_SELECTED PASSAGE:_
— begin —

On 11/29/18, Amit Kapila <amit.kapila16@gmail.com> wrote:
> On Thu, Nov 29, 2018 at 3:07 PM John Naylor <jcnaylor@gmail.com> wrote:
>> Done. I tried adding it to several schedules, but for some reason
>> vacuuming an empty table failed to truncate the heap to 0 blocks.
>> Putting the test in its own group fixed the problem, but that doesn't
>> seem ideal.
>>
>
> It might be because it fails the should_attempt_truncation() check.
> See below code:
>
> if (should_attempt_truncation(vacrelstats))
> lazy_truncate_heap(onerel, vacrelstats, vac_strategy);
I see. I think truncating the FSM is not essential to show either the
old or new behavior -- I could skip that portion to enable running the
test in a parallel group.
>> Can you please repeat the copy test you have done above with
>> fillfactor as 20 and 30?
>
> I will send the results in a separate email soon.
I ran the attached scripts which populates 100 tables with either 4 or
8 blocks. The test tables were pre-filled with one tuple and vacuumed
so that the FSMs were already created when testing the master branch.

— end —

_DATA SECTION:_
— begin —

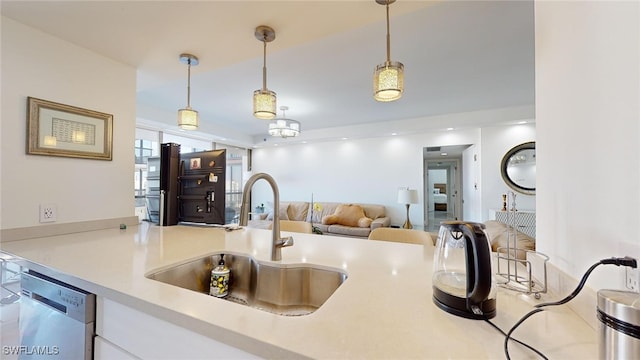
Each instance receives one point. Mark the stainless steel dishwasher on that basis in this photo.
(57, 320)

— end —

_REQUIRED WORK:_
1 – Restate the email excerpt from "On 11/29/18, Amit" to "the should_attempt_truncation() check.", changing "vacuuming" to "cleaning".
2 – Based on the email excerpt, mark each statement yes or no and quote the words that decide it: (a) Putting the test in its own group fixed the truncation problem. (b) The attached scripts populate 100 tables with either 4 or 8 blocks. (c) The test tables were left empty before the master branch was tested.

_RESPONSE LIST:_
1 –
On 11/29/18, Amit Kapila <amit.kapila16@gmail.com> wrote:
> On Thu, Nov 29, 2018 at 3:07 PM John Naylor <jcnaylor@gmail.com> wrote:
>> Done. I tried adding it to several schedules, but for some reason
>> cleaning an empty table failed to truncate the heap to 0 blocks.
>> Putting the test in its own group fixed the problem, but that doesn't
>> seem ideal.
>>
>
> It might be because it fails the should_attempt_truncation() check.

2 –
(a) Yes: "Putting the test in its own group fixed the problem"
(b) Yes: "I ran the attached scripts which populates 100 tables with either 4 or 8 blocks"
(c) No: "The test tables were pre-filled with one tuple and vacuumed"